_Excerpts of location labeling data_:
____
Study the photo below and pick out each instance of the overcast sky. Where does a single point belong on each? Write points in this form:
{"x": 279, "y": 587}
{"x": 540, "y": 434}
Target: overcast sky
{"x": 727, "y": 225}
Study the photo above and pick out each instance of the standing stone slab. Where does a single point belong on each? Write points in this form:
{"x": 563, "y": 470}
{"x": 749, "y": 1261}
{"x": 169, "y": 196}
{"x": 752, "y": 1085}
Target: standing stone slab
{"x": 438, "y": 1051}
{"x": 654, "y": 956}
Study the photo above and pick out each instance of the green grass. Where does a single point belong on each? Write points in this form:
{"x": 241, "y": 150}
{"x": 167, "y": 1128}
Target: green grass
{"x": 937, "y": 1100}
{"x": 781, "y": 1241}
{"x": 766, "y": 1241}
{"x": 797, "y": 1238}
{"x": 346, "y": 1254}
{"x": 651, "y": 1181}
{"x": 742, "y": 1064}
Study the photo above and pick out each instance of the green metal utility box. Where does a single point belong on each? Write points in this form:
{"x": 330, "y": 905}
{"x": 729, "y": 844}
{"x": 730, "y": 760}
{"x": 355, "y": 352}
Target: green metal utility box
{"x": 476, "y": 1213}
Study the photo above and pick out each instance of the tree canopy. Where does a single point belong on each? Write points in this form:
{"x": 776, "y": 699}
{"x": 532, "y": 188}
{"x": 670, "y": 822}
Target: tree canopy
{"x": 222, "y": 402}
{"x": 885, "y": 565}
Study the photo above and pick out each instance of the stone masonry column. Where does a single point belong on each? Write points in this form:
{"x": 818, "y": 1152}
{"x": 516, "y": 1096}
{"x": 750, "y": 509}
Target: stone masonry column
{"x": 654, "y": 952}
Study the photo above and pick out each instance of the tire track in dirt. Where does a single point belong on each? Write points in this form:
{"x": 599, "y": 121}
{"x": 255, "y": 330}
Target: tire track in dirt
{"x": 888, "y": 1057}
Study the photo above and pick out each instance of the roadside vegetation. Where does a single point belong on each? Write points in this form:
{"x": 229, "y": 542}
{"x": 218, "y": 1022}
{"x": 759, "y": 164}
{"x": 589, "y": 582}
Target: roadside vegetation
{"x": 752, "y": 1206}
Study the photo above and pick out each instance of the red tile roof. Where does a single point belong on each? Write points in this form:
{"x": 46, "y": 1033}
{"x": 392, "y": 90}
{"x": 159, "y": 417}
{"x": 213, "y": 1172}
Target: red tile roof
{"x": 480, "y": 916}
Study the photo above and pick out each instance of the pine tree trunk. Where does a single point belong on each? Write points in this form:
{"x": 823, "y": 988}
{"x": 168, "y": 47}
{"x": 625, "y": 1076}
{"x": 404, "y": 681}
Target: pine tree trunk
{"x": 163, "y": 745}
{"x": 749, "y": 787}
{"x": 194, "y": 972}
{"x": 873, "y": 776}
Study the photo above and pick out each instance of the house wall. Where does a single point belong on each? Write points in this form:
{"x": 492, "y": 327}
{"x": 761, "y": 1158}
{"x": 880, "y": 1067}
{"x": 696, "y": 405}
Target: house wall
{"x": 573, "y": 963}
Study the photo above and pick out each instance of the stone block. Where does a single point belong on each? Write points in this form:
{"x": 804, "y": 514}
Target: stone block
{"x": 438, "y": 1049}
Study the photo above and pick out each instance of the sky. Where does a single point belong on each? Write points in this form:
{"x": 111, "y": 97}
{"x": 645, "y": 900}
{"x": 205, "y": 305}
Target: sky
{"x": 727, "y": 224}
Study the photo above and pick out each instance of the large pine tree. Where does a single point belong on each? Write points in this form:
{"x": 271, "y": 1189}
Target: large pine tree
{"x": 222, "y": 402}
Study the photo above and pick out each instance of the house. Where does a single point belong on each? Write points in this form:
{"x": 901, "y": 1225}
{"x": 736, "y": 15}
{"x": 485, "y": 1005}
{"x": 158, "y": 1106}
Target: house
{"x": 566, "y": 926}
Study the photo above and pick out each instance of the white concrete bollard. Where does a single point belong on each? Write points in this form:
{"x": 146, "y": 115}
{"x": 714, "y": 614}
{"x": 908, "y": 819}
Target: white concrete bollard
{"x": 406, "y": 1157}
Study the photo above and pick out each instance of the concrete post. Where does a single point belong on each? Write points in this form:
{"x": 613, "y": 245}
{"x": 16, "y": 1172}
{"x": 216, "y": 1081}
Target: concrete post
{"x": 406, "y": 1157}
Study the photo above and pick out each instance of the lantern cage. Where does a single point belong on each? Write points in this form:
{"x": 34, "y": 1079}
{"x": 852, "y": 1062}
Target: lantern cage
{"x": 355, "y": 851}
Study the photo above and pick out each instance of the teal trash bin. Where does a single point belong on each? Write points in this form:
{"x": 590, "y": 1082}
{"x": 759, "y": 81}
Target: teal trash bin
____
_Required work_: Reproduce each entry above exactly, keeping every word.

_Result of this task_:
Study the photo below and pick out each instance of the overcast sky. Where does a single point belong on each? Write points in this form:
{"x": 279, "y": 587}
{"x": 540, "y": 434}
Target: overcast sky
{"x": 727, "y": 225}
Study the photo above and pick out each instance of the standing stone slab. Where does a single point belong on each? Write points in this form:
{"x": 563, "y": 470}
{"x": 749, "y": 1261}
{"x": 169, "y": 196}
{"x": 752, "y": 1085}
Target: standing stone slab
{"x": 438, "y": 1051}
{"x": 654, "y": 956}
Study the photo above and pick out each instance of the green grass. Where does a single point belong on each? Write points in this form:
{"x": 241, "y": 150}
{"x": 167, "y": 1128}
Target: green grass
{"x": 937, "y": 1100}
{"x": 781, "y": 1241}
{"x": 766, "y": 1241}
{"x": 797, "y": 1238}
{"x": 346, "y": 1254}
{"x": 651, "y": 1181}
{"x": 742, "y": 1064}
Study the photo above and pick out each instance of the green metal utility box. Where does a single point belong on each? Write points in this form:
{"x": 330, "y": 905}
{"x": 729, "y": 844}
{"x": 730, "y": 760}
{"x": 355, "y": 352}
Target: green metal utility box
{"x": 476, "y": 1213}
Study the photo above and pick out each instance of the tree canopy. Where does a single point belong on each? Write points in this form:
{"x": 776, "y": 699}
{"x": 532, "y": 188}
{"x": 670, "y": 822}
Target: tree canopy
{"x": 222, "y": 402}
{"x": 885, "y": 565}
Study the photo above and pick out each instance of the stone masonry column. Where does a single point belong on each? Write points in this form:
{"x": 818, "y": 1152}
{"x": 516, "y": 1096}
{"x": 750, "y": 509}
Target: stone masonry column
{"x": 654, "y": 952}
Study the photo above and pick out each instance of the tire track in dirt. Where does a single point belong on each? Write points in this form:
{"x": 599, "y": 121}
{"x": 255, "y": 330}
Target: tire track in dirt
{"x": 888, "y": 1057}
Study the photo above and pick out each instance of the roadside vegetation. Where does a single point belong on each? Write points in this form:
{"x": 229, "y": 542}
{"x": 218, "y": 1022}
{"x": 759, "y": 164}
{"x": 589, "y": 582}
Target: roadside vegetation
{"x": 752, "y": 1206}
Study the photo above and pick out each instance of the red tile roof. Where does a single point belong on each? Write points in this form:
{"x": 46, "y": 1033}
{"x": 392, "y": 90}
{"x": 159, "y": 417}
{"x": 213, "y": 1172}
Target: red tile roof
{"x": 480, "y": 916}
Study the photo above and pick out each instance of the pine tree trunk. Where does a single point belong on each? Write points in this form:
{"x": 823, "y": 988}
{"x": 168, "y": 47}
{"x": 625, "y": 1076}
{"x": 404, "y": 681}
Target: pine tree trunk
{"x": 163, "y": 745}
{"x": 749, "y": 787}
{"x": 194, "y": 972}
{"x": 873, "y": 776}
Study the photo above and pick out each instance of the house wall. Where does a single point belong on each? Write points in this form:
{"x": 492, "y": 327}
{"x": 761, "y": 1158}
{"x": 880, "y": 1067}
{"x": 696, "y": 405}
Target: house wall
{"x": 573, "y": 963}
Study the photo above and pick out each instance of the stone block. Where does a single point belong on each? Write points in this form:
{"x": 804, "y": 514}
Target: stone block
{"x": 438, "y": 1049}
Study the photo above and pick out each instance of the sky. Where does a single point belong on each? Write points in this form:
{"x": 111, "y": 97}
{"x": 645, "y": 900}
{"x": 205, "y": 305}
Target: sky
{"x": 727, "y": 224}
Study the photo above and pick out each instance of the large pine tree. Where does a single point belong on each? Write points in this form:
{"x": 271, "y": 1189}
Target: large pine tree
{"x": 222, "y": 402}
Study the photo above and pick out each instance of the house. Where does a single point belong on each? Write points in this form:
{"x": 901, "y": 1225}
{"x": 736, "y": 15}
{"x": 485, "y": 1005}
{"x": 158, "y": 1106}
Target: house
{"x": 566, "y": 926}
Study the photo above and pick out each instance of the white concrete bollard. Where does a single point belong on each? Write points in this form:
{"x": 146, "y": 115}
{"x": 714, "y": 614}
{"x": 908, "y": 819}
Target: white concrete bollard
{"x": 406, "y": 1157}
Study the photo above and pick out each instance of the concrete post. Where does a single point belong on each? Write points in this form:
{"x": 613, "y": 245}
{"x": 16, "y": 1172}
{"x": 216, "y": 1081}
Target: concrete post
{"x": 406, "y": 1157}
Study the photo above and pick out each instance of the lantern cage. Where does a single point belong on each? Write points in this form:
{"x": 34, "y": 1079}
{"x": 852, "y": 1062}
Target: lantern cage
{"x": 355, "y": 851}
Study the photo above and pick out each instance of the teal trash bin. Where does a single point belong on each? Write points in this form:
{"x": 590, "y": 1082}
{"x": 759, "y": 81}
Target: teal trash bin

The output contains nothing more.